───── Data supplied

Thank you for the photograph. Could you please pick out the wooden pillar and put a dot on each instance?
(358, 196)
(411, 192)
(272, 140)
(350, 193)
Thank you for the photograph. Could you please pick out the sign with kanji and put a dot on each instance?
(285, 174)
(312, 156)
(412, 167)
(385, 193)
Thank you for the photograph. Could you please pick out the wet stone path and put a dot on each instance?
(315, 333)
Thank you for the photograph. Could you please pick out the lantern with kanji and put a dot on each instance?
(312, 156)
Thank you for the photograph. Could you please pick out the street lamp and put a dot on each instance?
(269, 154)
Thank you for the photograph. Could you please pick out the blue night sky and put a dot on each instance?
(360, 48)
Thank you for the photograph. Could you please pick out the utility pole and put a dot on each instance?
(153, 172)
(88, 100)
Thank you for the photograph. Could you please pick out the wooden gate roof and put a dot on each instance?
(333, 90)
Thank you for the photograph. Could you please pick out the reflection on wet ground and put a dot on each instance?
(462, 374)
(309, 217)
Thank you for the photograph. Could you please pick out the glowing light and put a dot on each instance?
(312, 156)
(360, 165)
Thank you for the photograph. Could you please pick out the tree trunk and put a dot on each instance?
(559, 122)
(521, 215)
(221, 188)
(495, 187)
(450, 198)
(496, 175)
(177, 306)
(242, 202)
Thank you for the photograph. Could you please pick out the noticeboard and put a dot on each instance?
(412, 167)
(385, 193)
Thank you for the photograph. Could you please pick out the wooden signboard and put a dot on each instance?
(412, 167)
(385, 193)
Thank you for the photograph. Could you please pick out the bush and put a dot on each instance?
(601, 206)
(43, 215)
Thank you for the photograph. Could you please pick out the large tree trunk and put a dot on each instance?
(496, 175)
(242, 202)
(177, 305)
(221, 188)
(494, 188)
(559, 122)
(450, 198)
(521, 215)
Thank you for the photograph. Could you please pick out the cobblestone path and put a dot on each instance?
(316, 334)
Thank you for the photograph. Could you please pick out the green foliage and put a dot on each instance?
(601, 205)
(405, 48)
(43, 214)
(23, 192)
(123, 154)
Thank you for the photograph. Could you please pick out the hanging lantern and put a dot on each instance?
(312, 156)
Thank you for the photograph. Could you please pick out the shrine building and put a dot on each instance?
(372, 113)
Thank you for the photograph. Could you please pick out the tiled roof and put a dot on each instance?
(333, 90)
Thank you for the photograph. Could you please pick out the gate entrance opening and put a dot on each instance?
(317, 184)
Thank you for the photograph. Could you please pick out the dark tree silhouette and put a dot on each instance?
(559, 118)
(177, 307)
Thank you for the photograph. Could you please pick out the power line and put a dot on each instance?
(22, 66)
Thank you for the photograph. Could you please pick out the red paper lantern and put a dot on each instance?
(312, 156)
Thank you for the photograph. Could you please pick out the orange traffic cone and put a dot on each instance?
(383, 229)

──────────
───── Data supplied

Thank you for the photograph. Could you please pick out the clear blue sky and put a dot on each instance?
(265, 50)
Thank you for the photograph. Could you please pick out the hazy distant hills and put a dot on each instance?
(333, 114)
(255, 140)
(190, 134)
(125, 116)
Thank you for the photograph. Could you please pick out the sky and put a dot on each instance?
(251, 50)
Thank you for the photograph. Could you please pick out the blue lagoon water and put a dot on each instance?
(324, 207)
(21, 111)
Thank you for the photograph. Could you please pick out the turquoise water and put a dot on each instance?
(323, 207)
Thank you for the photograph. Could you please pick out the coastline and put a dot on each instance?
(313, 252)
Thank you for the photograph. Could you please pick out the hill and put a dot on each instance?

──────────
───── Data supplied

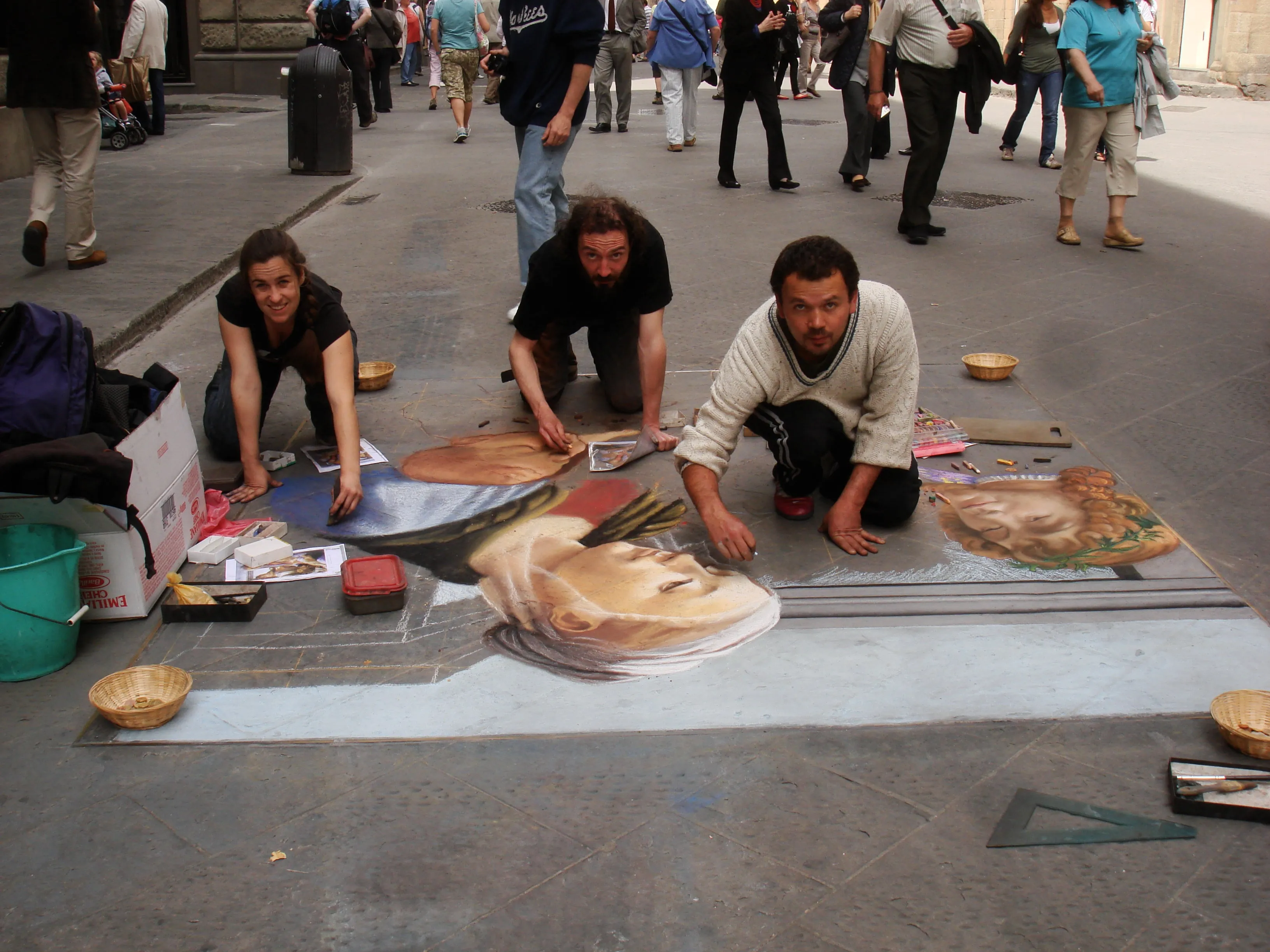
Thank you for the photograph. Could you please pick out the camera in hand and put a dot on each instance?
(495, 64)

──────────

**Given exercise**
Locate each line in the data above that contains the string "kanji" and copy those lines in full.

**Answer to the problem**
Thank you for the photograph. Could you please pick out the sign with kanji and put a dot on each instance?
Thank you for the photograph. Could you please pick out the lantern with kanji and put a dot on each instance?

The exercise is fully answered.